Dataset entries
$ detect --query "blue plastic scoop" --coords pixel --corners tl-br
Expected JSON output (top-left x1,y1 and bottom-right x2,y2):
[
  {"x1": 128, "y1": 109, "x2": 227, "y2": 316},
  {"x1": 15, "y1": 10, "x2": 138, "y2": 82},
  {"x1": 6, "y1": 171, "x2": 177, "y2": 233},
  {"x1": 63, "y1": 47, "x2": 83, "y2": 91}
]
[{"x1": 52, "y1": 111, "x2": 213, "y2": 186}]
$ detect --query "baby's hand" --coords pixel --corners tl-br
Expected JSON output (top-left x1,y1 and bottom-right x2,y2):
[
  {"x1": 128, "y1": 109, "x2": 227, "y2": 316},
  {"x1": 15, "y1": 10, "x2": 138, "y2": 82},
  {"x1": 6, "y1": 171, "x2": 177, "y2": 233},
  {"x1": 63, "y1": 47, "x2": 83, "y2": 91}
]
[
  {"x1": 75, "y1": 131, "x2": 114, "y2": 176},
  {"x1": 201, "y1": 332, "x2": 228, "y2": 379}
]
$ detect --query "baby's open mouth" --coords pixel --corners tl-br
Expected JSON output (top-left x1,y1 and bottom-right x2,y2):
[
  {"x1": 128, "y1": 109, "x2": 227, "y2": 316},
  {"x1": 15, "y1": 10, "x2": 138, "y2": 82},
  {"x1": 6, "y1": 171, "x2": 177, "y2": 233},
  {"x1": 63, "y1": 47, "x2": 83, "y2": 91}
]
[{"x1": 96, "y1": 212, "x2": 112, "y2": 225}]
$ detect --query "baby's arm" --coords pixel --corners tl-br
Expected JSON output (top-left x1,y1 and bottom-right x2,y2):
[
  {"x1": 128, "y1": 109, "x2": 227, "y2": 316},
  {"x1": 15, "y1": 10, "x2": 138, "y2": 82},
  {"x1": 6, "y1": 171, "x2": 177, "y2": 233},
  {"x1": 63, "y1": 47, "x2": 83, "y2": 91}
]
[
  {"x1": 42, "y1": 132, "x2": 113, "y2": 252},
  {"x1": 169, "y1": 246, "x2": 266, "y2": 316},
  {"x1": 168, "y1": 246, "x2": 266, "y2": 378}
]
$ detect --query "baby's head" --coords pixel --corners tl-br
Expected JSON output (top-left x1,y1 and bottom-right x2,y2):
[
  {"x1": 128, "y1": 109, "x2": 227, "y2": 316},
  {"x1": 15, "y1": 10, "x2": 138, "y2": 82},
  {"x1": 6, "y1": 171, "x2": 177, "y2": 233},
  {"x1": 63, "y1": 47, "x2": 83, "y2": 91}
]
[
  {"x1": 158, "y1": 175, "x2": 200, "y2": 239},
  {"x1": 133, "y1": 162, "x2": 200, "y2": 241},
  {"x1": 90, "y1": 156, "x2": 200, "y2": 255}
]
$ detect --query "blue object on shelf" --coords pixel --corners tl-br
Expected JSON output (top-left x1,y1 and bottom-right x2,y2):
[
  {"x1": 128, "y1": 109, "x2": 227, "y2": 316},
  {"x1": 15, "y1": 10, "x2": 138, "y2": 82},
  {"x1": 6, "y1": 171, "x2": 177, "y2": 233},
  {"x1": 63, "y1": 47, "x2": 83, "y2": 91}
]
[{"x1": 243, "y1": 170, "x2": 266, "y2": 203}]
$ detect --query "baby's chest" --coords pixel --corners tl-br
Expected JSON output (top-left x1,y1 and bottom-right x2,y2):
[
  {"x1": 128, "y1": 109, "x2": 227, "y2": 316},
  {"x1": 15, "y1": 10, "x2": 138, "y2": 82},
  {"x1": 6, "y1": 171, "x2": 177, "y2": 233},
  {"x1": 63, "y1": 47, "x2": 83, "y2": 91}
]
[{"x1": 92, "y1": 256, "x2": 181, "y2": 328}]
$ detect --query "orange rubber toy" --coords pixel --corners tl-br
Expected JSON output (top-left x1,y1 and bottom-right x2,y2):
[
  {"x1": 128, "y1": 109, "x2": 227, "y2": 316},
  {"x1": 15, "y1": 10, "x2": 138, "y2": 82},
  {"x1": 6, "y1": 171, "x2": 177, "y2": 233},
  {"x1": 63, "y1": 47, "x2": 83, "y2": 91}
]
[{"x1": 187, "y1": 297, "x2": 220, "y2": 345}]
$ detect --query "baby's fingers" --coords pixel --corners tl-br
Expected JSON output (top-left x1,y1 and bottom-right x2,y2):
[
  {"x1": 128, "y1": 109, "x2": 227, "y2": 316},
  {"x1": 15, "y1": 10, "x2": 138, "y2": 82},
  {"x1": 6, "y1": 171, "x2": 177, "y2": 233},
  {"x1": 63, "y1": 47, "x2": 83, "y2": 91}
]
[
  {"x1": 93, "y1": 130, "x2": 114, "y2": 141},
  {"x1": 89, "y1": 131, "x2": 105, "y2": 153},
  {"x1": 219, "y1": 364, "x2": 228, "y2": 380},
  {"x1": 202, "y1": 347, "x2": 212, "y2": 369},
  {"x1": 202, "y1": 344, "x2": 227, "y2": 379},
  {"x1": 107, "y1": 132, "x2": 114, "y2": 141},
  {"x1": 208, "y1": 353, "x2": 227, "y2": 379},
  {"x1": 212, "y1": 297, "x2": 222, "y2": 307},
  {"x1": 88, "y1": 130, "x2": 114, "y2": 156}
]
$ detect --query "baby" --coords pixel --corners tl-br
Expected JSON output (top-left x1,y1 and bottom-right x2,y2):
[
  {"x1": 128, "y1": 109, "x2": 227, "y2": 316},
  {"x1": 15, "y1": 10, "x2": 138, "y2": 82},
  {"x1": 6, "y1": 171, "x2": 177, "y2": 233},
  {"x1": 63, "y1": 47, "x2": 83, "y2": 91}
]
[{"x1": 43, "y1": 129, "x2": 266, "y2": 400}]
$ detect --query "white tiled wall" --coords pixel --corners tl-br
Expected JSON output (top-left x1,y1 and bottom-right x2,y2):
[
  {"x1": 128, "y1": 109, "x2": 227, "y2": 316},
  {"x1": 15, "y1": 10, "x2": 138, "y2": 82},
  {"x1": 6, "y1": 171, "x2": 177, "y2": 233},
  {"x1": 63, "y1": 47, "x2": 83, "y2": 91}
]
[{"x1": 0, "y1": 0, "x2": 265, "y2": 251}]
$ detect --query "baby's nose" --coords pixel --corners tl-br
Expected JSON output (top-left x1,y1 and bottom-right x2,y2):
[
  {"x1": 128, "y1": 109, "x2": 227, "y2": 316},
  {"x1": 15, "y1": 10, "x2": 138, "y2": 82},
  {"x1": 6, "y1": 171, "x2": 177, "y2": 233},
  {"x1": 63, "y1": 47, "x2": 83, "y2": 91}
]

● **What you will do**: Set all of the data down again exactly.

● **Result of this exercise**:
$ detect --query "blue plastic scoop" --coords pixel --corners tl-br
Expected JSON output (top-left x1,y1 and bottom-right x2,y2):
[
  {"x1": 128, "y1": 109, "x2": 227, "y2": 316},
  {"x1": 15, "y1": 10, "x2": 138, "y2": 82},
  {"x1": 6, "y1": 171, "x2": 177, "y2": 233},
  {"x1": 63, "y1": 47, "x2": 83, "y2": 91}
]
[{"x1": 52, "y1": 111, "x2": 213, "y2": 186}]
$ detect --query "baby's hand" --coords pixel --corners tl-br
Expected JSON output (top-left x1,y1 and bottom-right x2,y2):
[
  {"x1": 128, "y1": 109, "x2": 227, "y2": 316},
  {"x1": 15, "y1": 10, "x2": 138, "y2": 82},
  {"x1": 6, "y1": 171, "x2": 177, "y2": 233},
  {"x1": 63, "y1": 47, "x2": 83, "y2": 91}
]
[
  {"x1": 75, "y1": 131, "x2": 114, "y2": 176},
  {"x1": 201, "y1": 332, "x2": 228, "y2": 379}
]
$ detect --query "baby's open mouth" --coords pixel --corners tl-br
Expected JSON output (top-left x1,y1 and bottom-right x2,y2):
[
  {"x1": 128, "y1": 109, "x2": 227, "y2": 316},
  {"x1": 15, "y1": 10, "x2": 138, "y2": 82},
  {"x1": 6, "y1": 171, "x2": 177, "y2": 233},
  {"x1": 63, "y1": 47, "x2": 83, "y2": 91}
]
[{"x1": 96, "y1": 212, "x2": 112, "y2": 225}]
$ detect --query "baby's arm" --coords pixel --corners tl-br
Expected JSON output (top-left x1,y1 and bottom-right x2,y2):
[
  {"x1": 128, "y1": 109, "x2": 227, "y2": 316},
  {"x1": 15, "y1": 10, "x2": 138, "y2": 82},
  {"x1": 6, "y1": 171, "x2": 177, "y2": 233},
  {"x1": 63, "y1": 47, "x2": 83, "y2": 91}
]
[
  {"x1": 42, "y1": 132, "x2": 113, "y2": 252},
  {"x1": 169, "y1": 246, "x2": 266, "y2": 316},
  {"x1": 168, "y1": 246, "x2": 266, "y2": 378}
]
$ detect --query "baby's head" --coords pixel --corners tl-br
Expected JSON output (top-left x1,y1 and bottom-right x2,y2):
[
  {"x1": 128, "y1": 109, "x2": 227, "y2": 316},
  {"x1": 15, "y1": 10, "x2": 138, "y2": 82},
  {"x1": 6, "y1": 171, "x2": 177, "y2": 233},
  {"x1": 63, "y1": 47, "x2": 83, "y2": 91}
]
[
  {"x1": 158, "y1": 175, "x2": 200, "y2": 239},
  {"x1": 133, "y1": 162, "x2": 200, "y2": 241},
  {"x1": 90, "y1": 156, "x2": 200, "y2": 255}
]
$ detect --query "blue object on shelf" --coords pixel --corners tl-br
Expected JSON output (top-left x1,y1 and bottom-right x2,y2):
[
  {"x1": 128, "y1": 109, "x2": 227, "y2": 316},
  {"x1": 15, "y1": 10, "x2": 138, "y2": 82},
  {"x1": 6, "y1": 171, "x2": 177, "y2": 233},
  {"x1": 63, "y1": 47, "x2": 83, "y2": 91}
]
[{"x1": 243, "y1": 170, "x2": 266, "y2": 203}]
$ detect --query "baby's chest" --coords pixel --corners tl-br
Expected JSON output (top-left x1,y1 and bottom-right x2,y2):
[
  {"x1": 128, "y1": 109, "x2": 227, "y2": 316},
  {"x1": 15, "y1": 10, "x2": 138, "y2": 82},
  {"x1": 6, "y1": 171, "x2": 177, "y2": 233},
  {"x1": 63, "y1": 47, "x2": 83, "y2": 91}
]
[{"x1": 92, "y1": 256, "x2": 181, "y2": 328}]
$ detect --query "orange rubber toy" --coords pixel --corners tl-br
Expected JSON output (top-left x1,y1 and bottom-right x2,y2):
[
  {"x1": 128, "y1": 109, "x2": 227, "y2": 316},
  {"x1": 15, "y1": 10, "x2": 138, "y2": 82},
  {"x1": 6, "y1": 171, "x2": 177, "y2": 233},
  {"x1": 63, "y1": 47, "x2": 83, "y2": 91}
]
[{"x1": 187, "y1": 297, "x2": 220, "y2": 345}]
$ detect --query "baby's fingers" --coords pixel --corners tl-br
Expected JSON output (top-left x1,y1 and bottom-right x2,y2):
[
  {"x1": 128, "y1": 109, "x2": 227, "y2": 316},
  {"x1": 15, "y1": 10, "x2": 138, "y2": 82},
  {"x1": 6, "y1": 171, "x2": 177, "y2": 233},
  {"x1": 63, "y1": 47, "x2": 83, "y2": 91}
]
[
  {"x1": 93, "y1": 130, "x2": 114, "y2": 141},
  {"x1": 89, "y1": 131, "x2": 105, "y2": 153},
  {"x1": 219, "y1": 364, "x2": 228, "y2": 380},
  {"x1": 202, "y1": 347, "x2": 212, "y2": 369},
  {"x1": 202, "y1": 344, "x2": 227, "y2": 379},
  {"x1": 107, "y1": 132, "x2": 114, "y2": 141},
  {"x1": 208, "y1": 353, "x2": 227, "y2": 379},
  {"x1": 212, "y1": 297, "x2": 222, "y2": 307},
  {"x1": 88, "y1": 130, "x2": 114, "y2": 156}
]
$ detect --query "baby" --coords pixel --corners tl-br
Expected JSON output (top-left x1,y1 and bottom-right x2,y2):
[
  {"x1": 128, "y1": 109, "x2": 227, "y2": 316},
  {"x1": 15, "y1": 10, "x2": 138, "y2": 82},
  {"x1": 6, "y1": 171, "x2": 177, "y2": 233},
  {"x1": 63, "y1": 47, "x2": 83, "y2": 91}
]
[{"x1": 43, "y1": 129, "x2": 266, "y2": 400}]
$ detect --query "white tiled wall" --coords pixel --corners tl-br
Expected JSON output (top-left x1,y1 and bottom-right x2,y2):
[
  {"x1": 128, "y1": 109, "x2": 227, "y2": 316},
  {"x1": 15, "y1": 10, "x2": 138, "y2": 82},
  {"x1": 6, "y1": 171, "x2": 177, "y2": 233},
  {"x1": 63, "y1": 47, "x2": 83, "y2": 91}
]
[{"x1": 0, "y1": 0, "x2": 265, "y2": 251}]
$ detect --query "baby's nose" --coords pixel --corners tl-br
Expected JSON output (top-left x1,y1 and bottom-right x2,y2):
[
  {"x1": 128, "y1": 109, "x2": 227, "y2": 316},
  {"x1": 15, "y1": 10, "x2": 138, "y2": 82},
  {"x1": 6, "y1": 171, "x2": 177, "y2": 233},
  {"x1": 63, "y1": 47, "x2": 83, "y2": 91}
]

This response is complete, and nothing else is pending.